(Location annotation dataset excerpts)
^^^^^^^^

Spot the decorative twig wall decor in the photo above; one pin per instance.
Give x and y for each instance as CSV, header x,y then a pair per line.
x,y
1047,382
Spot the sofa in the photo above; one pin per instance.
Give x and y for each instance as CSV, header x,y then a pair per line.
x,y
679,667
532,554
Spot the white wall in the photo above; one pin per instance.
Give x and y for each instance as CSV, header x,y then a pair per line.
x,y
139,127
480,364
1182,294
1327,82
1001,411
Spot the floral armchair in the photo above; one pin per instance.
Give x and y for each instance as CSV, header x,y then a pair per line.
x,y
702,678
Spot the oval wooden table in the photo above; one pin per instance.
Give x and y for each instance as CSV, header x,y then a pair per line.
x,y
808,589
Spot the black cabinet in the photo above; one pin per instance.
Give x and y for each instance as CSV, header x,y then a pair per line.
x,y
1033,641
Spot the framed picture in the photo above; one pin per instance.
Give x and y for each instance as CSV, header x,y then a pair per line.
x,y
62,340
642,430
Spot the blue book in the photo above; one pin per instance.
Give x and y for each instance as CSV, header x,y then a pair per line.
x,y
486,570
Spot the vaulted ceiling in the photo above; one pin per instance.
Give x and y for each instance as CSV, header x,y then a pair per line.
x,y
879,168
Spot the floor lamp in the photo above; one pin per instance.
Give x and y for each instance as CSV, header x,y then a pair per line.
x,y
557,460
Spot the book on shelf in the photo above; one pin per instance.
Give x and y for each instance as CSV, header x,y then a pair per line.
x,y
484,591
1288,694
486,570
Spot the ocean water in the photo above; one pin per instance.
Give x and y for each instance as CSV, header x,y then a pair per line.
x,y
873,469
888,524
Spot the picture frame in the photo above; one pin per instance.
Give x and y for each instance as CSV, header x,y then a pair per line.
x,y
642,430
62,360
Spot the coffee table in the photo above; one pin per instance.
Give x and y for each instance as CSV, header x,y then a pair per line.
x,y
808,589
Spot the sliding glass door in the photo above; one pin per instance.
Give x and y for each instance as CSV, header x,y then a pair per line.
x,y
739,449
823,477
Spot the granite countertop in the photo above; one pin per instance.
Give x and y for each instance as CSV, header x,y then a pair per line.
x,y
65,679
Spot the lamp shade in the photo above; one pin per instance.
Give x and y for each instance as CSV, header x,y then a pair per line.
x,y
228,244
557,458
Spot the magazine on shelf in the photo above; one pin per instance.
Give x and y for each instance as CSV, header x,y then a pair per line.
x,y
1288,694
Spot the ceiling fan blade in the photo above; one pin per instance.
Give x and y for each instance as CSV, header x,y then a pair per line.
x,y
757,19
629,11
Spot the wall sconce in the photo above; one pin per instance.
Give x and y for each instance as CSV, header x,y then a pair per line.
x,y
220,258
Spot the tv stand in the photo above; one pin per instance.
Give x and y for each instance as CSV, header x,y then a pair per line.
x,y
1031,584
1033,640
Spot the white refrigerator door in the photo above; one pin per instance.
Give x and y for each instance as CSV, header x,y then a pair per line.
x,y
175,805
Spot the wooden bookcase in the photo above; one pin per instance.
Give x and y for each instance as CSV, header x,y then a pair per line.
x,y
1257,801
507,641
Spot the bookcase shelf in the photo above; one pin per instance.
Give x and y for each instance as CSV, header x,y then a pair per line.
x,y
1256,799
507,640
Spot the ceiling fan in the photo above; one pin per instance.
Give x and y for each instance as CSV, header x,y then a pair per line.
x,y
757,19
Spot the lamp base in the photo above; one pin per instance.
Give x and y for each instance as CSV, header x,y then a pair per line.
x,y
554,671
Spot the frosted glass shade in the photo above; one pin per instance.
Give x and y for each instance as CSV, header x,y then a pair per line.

^^^^^^^^

* [WORK TO COMPLETE]:
Every record above needs to be repeated word for word.

* [TASK ANSWER]:
Spot the decorative twig wall decor in the photo above; one pin per instance.
Give x and y for each instance as CSV, header x,y then a pair per line.
x,y
1047,382
Spot the sofa in the photo above; one pin per instance.
Give x and y for each instance as CSV, header x,y then a pair per line.
x,y
679,667
532,554
Spot the white wall in the photo above; one pin per instance.
Give x and y for each instance as CSV, header x,y then a pair per line.
x,y
139,127
480,364
1182,294
1327,82
1001,411
Spot the floral armchair in the photo above; one pin per instance.
Give x and y for each instance as CSV, header x,y then a pair per line.
x,y
702,678
Spot the oval wooden table in the photo above; one pin per instance.
Give x and y for each instance as CSV, header x,y then a pair per line.
x,y
808,589
Spot the black cabinet in the photo above; one pin per instance.
Give x and y for each instance as CSV, header x,y then a pair per line.
x,y
1033,641
Spot the framed picture in the photo above; one pin per instance.
Give x and y for each instance as CSV, header x,y then a pair per line.
x,y
62,340
642,430
Spot the blue book in the photo above; one pin per instance.
Give x and y for each instance as CSV, header x,y then a pair per line.
x,y
486,570
Spot the vaulted ceiling in the photo above; one pin per instance.
Give x and y for each instance as CSV, header x,y then a pair per line.
x,y
879,168
Spot the floor lamp in the photo above; one pin per instance.
Give x and y for each instance as CSV, header x,y then a pair per line.
x,y
557,460
Spot the book on shelf in the photo above; one pin per instance.
Give x and y for each instance as CSV, header x,y then a pair per line.
x,y
484,591
1288,694
486,570
Spot the ocean water in the photo above; one pin per instance.
Give x and y for each instance as CSV, header x,y then a pair per line.
x,y
873,469
888,524
Spot the picture frame in the photo above; one pin per instance.
Give x and y for each instance as CSV, header x,y then a pair per line.
x,y
642,430
62,360
Spot the coffee table in the photo above; one pin per instance.
Give x and y for each instance as CSV, header x,y then a pair per line.
x,y
808,589
Spot the sliding glass door in the photo above; one pin per instance.
Give x and y for each instance as CSV, header x,y then a pair per line.
x,y
739,449
823,477
Spot the granite countertop in the photo above; one pin per instance.
Give x and y for each instance as CSV, header x,y then a pair per line.
x,y
65,679
Spot the lamp shade in the photo above; one pin per instance.
Give x and y for each instance as CSV, header x,y then a pair per line.
x,y
228,244
557,458
Spot the magazine on shelf in the photo above; one pin per instance.
Give x and y for each instance as CSV, header x,y then a pair per line.
x,y
1288,694
Spot the ceiling fan blade in the photo above; one pin per instance.
Give x and y for each instance as CSV, header x,y then a pair per line.
x,y
757,19
629,11
Spot the wall sconce in the photo above; one pin per instance.
Give x and y for each instance as CSV, header x,y then a pair per line.
x,y
220,258
Spot the tv stand in the photo above; one pin per instance.
Give x and y for each instance as CSV, header x,y then a pair per line.
x,y
1031,584
1033,640
Spot the white refrigerator door in the photo above; one pin per instance.
Give x and y for each instance as CSV, header x,y then a pair per line.
x,y
175,805
Spot the wooden bookcase in the photo above; one pin per instance.
Give x and y for each instance as CSV, header x,y then a pair per line.
x,y
1257,801
507,641
Spot the bookcase shelf in the photo above; one pin per instance.
Give x and y for each instance as CSV, header x,y then a pair per line.
x,y
1256,799
507,640
Spot the ceiling fan in the photo above; one pin per instance.
Give x and y for each instance as CSV, header x,y then a pair per line.
x,y
757,19
Spot the lamp base in the photo above; one pin per instance.
Give x and y for each instance as CSV, header x,y then a pair per line.
x,y
554,671
Spot the frosted glass shade in the photo above; one pin per instance.
Give x and y for each instance as CSV, header x,y then a pair per line.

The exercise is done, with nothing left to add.